§ **Material provided**:
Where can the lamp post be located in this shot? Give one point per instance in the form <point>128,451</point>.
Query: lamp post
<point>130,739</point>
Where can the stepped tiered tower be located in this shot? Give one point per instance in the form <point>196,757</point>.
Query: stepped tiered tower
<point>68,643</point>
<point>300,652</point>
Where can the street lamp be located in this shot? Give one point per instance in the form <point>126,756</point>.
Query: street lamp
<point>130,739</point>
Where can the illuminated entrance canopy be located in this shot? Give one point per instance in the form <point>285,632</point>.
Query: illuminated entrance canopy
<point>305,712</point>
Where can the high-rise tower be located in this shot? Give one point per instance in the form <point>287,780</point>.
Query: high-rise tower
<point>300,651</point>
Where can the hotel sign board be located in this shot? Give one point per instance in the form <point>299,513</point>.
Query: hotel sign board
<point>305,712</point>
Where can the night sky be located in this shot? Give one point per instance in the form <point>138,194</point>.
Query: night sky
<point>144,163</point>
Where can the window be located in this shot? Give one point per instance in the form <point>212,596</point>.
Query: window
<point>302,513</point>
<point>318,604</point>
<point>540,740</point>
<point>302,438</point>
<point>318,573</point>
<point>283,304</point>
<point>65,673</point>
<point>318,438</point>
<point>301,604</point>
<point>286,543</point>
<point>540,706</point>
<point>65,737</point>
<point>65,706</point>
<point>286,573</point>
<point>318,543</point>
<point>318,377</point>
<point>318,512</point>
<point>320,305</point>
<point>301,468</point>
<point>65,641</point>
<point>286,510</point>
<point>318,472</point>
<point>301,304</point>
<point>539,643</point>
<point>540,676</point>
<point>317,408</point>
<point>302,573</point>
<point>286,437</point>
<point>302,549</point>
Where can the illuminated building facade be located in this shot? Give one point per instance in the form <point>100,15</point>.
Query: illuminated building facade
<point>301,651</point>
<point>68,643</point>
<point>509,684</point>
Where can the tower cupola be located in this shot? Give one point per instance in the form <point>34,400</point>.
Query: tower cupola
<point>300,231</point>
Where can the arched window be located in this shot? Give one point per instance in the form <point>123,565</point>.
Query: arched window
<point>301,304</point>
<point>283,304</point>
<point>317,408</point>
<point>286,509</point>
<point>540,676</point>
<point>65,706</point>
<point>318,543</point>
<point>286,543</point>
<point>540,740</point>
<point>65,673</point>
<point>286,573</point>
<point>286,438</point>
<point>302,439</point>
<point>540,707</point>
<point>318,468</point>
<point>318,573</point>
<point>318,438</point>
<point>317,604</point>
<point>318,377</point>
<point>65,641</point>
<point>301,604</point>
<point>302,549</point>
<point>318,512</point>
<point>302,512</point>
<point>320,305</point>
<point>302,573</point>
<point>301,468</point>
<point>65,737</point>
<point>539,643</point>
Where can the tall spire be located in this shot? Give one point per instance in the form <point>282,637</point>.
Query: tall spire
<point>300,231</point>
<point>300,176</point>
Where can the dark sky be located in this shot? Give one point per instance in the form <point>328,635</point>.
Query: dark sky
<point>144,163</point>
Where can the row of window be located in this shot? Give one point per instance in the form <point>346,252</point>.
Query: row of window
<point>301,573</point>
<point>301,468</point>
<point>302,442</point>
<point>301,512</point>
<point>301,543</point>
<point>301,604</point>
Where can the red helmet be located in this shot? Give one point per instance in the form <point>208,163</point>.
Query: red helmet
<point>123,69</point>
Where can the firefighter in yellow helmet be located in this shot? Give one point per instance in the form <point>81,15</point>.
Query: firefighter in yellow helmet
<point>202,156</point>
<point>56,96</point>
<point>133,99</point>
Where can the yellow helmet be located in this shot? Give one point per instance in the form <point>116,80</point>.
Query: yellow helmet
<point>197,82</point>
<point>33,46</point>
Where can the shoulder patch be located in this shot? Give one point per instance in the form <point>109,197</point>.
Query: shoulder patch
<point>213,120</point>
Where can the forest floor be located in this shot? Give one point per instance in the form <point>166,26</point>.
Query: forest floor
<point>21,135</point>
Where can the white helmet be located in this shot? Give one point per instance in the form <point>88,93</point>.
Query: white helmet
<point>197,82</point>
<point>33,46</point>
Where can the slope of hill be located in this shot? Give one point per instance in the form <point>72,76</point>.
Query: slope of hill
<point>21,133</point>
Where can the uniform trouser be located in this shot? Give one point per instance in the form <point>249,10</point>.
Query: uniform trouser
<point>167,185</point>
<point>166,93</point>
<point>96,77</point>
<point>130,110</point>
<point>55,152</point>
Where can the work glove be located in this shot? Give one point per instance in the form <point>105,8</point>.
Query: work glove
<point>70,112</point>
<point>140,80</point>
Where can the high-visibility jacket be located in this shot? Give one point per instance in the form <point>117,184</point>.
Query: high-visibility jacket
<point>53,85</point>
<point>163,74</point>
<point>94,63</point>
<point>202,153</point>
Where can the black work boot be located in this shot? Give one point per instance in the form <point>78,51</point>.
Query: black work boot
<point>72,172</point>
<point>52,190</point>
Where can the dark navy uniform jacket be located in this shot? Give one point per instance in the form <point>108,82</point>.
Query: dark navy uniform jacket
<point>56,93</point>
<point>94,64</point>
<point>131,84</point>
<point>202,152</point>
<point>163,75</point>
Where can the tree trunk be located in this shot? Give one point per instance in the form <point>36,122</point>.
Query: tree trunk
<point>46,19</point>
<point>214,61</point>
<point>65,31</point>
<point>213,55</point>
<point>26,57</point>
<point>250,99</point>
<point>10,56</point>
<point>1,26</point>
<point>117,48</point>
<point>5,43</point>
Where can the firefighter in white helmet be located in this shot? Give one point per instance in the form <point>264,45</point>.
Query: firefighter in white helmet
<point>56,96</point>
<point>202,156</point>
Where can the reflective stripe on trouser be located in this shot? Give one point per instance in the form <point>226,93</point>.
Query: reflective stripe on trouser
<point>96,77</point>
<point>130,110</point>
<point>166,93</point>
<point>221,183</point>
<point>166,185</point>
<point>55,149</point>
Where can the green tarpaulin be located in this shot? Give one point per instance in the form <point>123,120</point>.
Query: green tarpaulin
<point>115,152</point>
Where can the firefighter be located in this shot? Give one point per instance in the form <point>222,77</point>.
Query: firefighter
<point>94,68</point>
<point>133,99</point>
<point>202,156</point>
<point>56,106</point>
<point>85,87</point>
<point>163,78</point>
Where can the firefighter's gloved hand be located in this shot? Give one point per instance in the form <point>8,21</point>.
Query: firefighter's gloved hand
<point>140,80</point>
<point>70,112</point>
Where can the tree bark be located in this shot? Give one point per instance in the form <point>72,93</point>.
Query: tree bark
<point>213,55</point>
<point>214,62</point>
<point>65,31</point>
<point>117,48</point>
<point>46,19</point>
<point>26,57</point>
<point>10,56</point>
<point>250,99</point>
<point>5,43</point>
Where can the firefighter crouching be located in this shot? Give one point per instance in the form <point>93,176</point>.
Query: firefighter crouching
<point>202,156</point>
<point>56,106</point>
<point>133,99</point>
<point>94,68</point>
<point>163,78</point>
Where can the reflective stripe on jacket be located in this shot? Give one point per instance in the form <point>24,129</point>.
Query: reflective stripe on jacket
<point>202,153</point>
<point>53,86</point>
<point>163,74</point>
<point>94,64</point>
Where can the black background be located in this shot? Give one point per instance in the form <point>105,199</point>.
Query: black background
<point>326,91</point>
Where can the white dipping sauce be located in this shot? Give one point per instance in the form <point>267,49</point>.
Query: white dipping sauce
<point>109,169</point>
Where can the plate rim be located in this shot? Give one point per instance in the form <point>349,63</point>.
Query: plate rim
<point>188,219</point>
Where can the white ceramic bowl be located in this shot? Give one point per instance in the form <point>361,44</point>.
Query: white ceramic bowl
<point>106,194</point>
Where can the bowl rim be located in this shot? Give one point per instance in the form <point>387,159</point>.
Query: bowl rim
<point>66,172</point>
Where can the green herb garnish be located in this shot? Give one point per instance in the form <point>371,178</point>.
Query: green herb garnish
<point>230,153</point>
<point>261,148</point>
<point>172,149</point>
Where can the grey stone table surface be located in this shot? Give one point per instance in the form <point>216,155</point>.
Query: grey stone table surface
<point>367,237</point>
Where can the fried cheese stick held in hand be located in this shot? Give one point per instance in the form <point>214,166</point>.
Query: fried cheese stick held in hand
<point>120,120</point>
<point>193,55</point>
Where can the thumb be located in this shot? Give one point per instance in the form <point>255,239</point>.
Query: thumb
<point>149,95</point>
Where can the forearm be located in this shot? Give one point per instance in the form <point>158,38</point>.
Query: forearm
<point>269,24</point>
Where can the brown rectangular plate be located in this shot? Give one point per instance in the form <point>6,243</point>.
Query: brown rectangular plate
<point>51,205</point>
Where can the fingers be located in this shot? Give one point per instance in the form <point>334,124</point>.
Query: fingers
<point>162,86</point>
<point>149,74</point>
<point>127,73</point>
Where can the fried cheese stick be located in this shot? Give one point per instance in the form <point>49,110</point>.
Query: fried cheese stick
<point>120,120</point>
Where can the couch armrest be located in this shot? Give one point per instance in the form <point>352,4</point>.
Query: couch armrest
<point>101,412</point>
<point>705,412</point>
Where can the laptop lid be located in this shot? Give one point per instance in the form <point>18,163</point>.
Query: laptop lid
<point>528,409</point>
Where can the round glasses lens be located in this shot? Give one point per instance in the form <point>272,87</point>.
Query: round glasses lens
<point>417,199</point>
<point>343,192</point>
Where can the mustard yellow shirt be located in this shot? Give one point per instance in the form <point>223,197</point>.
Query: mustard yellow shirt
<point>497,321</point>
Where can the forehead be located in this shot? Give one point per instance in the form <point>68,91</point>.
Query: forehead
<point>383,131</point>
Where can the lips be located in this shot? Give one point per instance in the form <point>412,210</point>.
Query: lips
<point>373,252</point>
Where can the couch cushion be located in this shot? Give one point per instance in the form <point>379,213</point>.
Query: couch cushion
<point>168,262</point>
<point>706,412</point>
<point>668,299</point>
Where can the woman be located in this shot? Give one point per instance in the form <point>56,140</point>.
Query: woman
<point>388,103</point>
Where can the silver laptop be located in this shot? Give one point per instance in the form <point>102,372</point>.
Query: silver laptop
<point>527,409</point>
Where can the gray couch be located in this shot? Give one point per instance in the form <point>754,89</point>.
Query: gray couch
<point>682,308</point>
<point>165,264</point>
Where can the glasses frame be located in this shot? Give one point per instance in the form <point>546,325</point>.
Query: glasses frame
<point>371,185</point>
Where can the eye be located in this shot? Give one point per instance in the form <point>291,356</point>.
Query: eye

§ **Work required**: Give again the lines from the line holding "Where can the couch cushion" through the close of the listing, both included, exactly as written and with nothing else.

§ **Result of the exercise**:
Where can the couch cushion be located in this shot? Give one point per instance in the form <point>379,213</point>.
Query: couch cushion
<point>168,262</point>
<point>706,412</point>
<point>668,299</point>
Where can the woman be located in this shot? Give one point per instance in the form <point>56,140</point>.
Query: woman
<point>388,103</point>
Where can the silver laptop be located in this shot? Give one point per instance in the form <point>102,372</point>.
Query: silver laptop
<point>527,409</point>
Where can the gray couch be located in this shot? Give one point per instance in the form <point>754,89</point>.
Query: gray couch
<point>682,308</point>
<point>165,264</point>
Where can the glasses frame be located in this shot? Give one point per instance in the form <point>546,325</point>.
Query: glasses frame
<point>371,185</point>
Where can the eye be located in this shot? Give one point per instance in the form <point>291,356</point>.
Query: eye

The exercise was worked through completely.